### What is being asked
Count the lines in the data below that contain the string "hinge", matching case exactly, and reply with only that number.

——

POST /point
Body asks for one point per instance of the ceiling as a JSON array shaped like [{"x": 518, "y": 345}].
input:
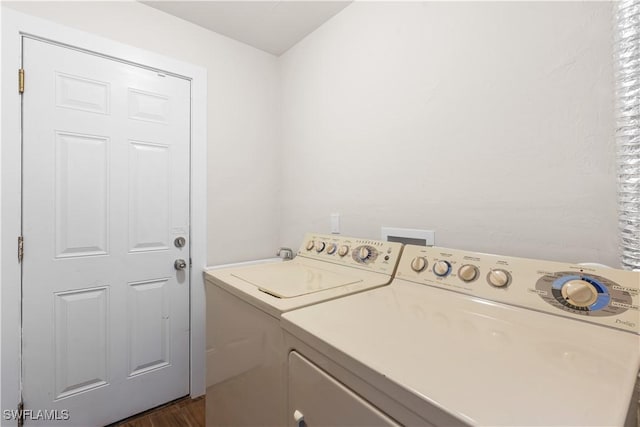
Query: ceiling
[{"x": 273, "y": 26}]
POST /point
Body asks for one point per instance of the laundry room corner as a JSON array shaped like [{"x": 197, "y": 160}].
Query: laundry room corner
[{"x": 491, "y": 123}]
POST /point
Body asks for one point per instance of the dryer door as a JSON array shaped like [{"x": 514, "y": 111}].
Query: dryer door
[{"x": 317, "y": 399}]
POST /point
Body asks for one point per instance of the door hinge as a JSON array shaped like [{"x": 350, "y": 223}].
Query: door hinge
[
  {"x": 20, "y": 413},
  {"x": 20, "y": 248},
  {"x": 21, "y": 80}
]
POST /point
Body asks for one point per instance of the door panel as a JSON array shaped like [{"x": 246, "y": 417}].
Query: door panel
[{"x": 105, "y": 193}]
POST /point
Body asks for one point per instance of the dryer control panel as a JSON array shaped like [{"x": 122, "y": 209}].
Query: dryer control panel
[
  {"x": 366, "y": 254},
  {"x": 595, "y": 294}
]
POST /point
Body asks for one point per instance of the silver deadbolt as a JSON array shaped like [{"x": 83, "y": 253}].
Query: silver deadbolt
[{"x": 180, "y": 264}]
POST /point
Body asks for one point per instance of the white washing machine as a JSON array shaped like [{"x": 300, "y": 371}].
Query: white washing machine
[
  {"x": 247, "y": 361},
  {"x": 461, "y": 338}
]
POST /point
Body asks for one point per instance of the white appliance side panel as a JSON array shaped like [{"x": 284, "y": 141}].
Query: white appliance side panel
[
  {"x": 245, "y": 363},
  {"x": 323, "y": 401},
  {"x": 484, "y": 363}
]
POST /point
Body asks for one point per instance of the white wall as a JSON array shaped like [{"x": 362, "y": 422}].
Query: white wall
[
  {"x": 491, "y": 123},
  {"x": 243, "y": 115}
]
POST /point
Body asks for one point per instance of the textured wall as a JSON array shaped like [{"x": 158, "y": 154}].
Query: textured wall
[{"x": 491, "y": 123}]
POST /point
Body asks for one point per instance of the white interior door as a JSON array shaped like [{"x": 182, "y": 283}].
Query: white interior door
[{"x": 105, "y": 193}]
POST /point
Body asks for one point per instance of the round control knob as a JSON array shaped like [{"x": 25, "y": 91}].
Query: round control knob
[
  {"x": 418, "y": 264},
  {"x": 499, "y": 278},
  {"x": 344, "y": 249},
  {"x": 579, "y": 293},
  {"x": 331, "y": 249},
  {"x": 468, "y": 273},
  {"x": 364, "y": 253},
  {"x": 441, "y": 268}
]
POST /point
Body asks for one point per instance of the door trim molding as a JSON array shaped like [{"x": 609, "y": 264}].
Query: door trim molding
[{"x": 14, "y": 26}]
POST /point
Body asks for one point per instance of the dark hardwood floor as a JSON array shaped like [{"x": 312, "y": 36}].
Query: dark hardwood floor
[{"x": 185, "y": 412}]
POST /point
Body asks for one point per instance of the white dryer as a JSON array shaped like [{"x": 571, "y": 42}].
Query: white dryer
[
  {"x": 246, "y": 366},
  {"x": 461, "y": 338}
]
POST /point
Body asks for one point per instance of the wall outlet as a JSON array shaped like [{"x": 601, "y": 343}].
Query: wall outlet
[
  {"x": 410, "y": 236},
  {"x": 335, "y": 223}
]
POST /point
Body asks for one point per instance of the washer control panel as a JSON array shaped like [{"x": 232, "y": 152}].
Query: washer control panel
[
  {"x": 599, "y": 295},
  {"x": 373, "y": 255}
]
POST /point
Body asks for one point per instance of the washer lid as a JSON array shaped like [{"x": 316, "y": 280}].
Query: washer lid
[{"x": 288, "y": 280}]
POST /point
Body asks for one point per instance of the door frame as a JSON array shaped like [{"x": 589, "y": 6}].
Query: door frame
[{"x": 13, "y": 26}]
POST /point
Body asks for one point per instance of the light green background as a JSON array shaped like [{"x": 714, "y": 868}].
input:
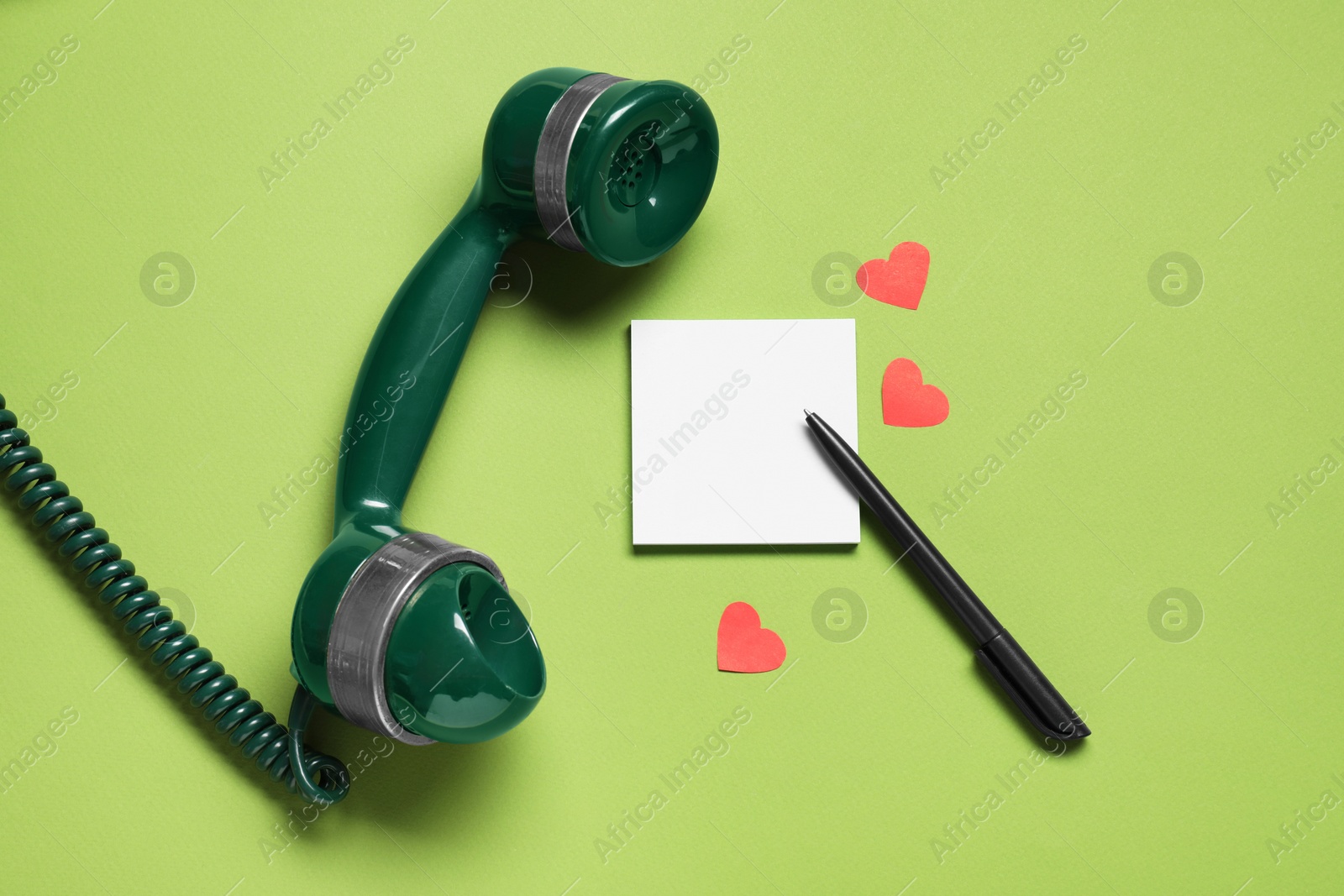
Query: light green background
[{"x": 859, "y": 754}]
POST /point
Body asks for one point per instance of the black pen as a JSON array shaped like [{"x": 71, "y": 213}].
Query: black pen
[{"x": 1001, "y": 656}]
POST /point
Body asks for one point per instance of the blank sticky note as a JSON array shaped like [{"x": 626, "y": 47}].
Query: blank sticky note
[{"x": 721, "y": 453}]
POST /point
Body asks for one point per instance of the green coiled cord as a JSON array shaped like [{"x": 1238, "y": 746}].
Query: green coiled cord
[{"x": 65, "y": 523}]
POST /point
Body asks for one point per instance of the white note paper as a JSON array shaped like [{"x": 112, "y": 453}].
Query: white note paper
[{"x": 721, "y": 453}]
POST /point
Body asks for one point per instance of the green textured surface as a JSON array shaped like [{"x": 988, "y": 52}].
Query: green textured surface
[{"x": 1159, "y": 476}]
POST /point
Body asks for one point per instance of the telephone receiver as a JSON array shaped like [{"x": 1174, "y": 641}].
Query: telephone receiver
[
  {"x": 405, "y": 633},
  {"x": 401, "y": 631}
]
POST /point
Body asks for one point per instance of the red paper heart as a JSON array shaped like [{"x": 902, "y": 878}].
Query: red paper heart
[
  {"x": 897, "y": 280},
  {"x": 743, "y": 645},
  {"x": 907, "y": 401}
]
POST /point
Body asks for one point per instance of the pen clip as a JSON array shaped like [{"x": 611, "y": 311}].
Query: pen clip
[{"x": 1030, "y": 689}]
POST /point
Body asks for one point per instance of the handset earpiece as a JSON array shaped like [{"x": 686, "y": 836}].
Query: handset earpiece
[{"x": 401, "y": 631}]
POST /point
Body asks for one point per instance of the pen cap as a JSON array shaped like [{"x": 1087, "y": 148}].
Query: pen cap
[{"x": 1030, "y": 688}]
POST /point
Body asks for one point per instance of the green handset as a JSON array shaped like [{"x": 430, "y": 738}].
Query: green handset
[{"x": 401, "y": 631}]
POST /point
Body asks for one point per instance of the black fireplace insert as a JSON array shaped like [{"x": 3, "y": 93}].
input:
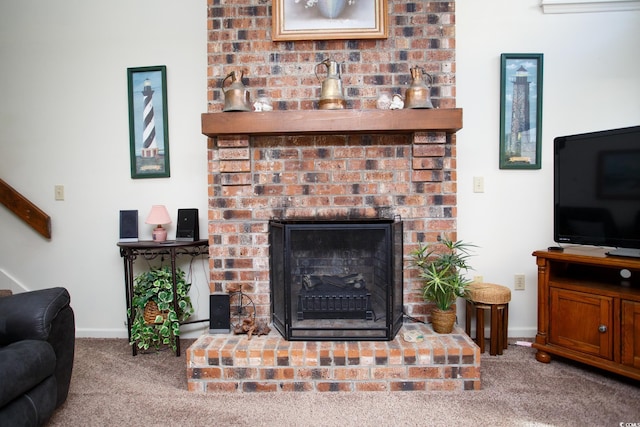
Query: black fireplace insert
[{"x": 336, "y": 280}]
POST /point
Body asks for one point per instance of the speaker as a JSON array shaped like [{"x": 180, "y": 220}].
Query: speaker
[
  {"x": 129, "y": 226},
  {"x": 188, "y": 227},
  {"x": 219, "y": 313}
]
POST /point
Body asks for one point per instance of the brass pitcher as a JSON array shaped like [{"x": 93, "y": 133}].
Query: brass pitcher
[
  {"x": 236, "y": 95},
  {"x": 418, "y": 94},
  {"x": 331, "y": 96}
]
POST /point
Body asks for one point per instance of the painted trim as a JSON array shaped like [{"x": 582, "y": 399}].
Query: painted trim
[{"x": 583, "y": 6}]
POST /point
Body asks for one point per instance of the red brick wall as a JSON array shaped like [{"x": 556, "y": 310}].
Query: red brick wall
[{"x": 252, "y": 180}]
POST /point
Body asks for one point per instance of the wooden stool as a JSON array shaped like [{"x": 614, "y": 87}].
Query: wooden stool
[{"x": 487, "y": 296}]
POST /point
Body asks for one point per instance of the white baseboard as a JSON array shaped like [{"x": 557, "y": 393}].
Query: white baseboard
[{"x": 186, "y": 331}]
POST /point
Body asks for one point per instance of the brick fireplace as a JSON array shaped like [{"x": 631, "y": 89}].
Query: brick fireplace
[{"x": 359, "y": 163}]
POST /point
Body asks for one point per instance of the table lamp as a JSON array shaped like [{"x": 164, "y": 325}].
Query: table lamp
[{"x": 158, "y": 216}]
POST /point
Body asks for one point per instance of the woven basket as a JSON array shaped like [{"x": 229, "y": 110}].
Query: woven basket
[
  {"x": 443, "y": 321},
  {"x": 151, "y": 311}
]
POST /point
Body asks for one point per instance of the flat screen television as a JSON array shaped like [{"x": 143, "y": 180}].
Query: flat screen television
[{"x": 597, "y": 190}]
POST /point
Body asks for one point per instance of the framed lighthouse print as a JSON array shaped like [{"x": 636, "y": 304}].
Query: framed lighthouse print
[
  {"x": 148, "y": 127},
  {"x": 520, "y": 110}
]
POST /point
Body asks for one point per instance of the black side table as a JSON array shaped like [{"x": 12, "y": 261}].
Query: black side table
[{"x": 148, "y": 249}]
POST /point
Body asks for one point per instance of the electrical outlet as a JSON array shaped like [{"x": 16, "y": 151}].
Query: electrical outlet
[
  {"x": 59, "y": 192},
  {"x": 478, "y": 184}
]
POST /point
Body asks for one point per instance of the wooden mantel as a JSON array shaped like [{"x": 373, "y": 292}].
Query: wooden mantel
[{"x": 331, "y": 122}]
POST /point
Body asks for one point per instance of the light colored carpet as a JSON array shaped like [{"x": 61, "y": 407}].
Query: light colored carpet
[{"x": 112, "y": 388}]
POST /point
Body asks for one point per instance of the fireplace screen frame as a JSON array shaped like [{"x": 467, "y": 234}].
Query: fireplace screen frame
[{"x": 353, "y": 320}]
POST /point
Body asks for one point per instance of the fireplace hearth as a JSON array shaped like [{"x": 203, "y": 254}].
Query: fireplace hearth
[{"x": 336, "y": 279}]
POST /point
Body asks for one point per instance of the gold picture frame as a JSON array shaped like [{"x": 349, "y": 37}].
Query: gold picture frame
[{"x": 329, "y": 19}]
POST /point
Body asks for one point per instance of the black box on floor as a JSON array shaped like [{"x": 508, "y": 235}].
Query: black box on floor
[
  {"x": 187, "y": 227},
  {"x": 219, "y": 313}
]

——

### Response to the exercise
2